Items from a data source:
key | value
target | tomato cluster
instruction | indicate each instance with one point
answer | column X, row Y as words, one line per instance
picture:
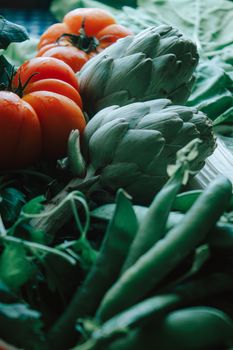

EXERCISE INSTRUCTIONS:
Transcribe the records above verbatim. Do not carry over any picture.

RESULT OF THE TASK:
key | value
target | tomato cluster
instruction | indicate each instance with one point
answer | column X, row Y as words, one line per instance
picture:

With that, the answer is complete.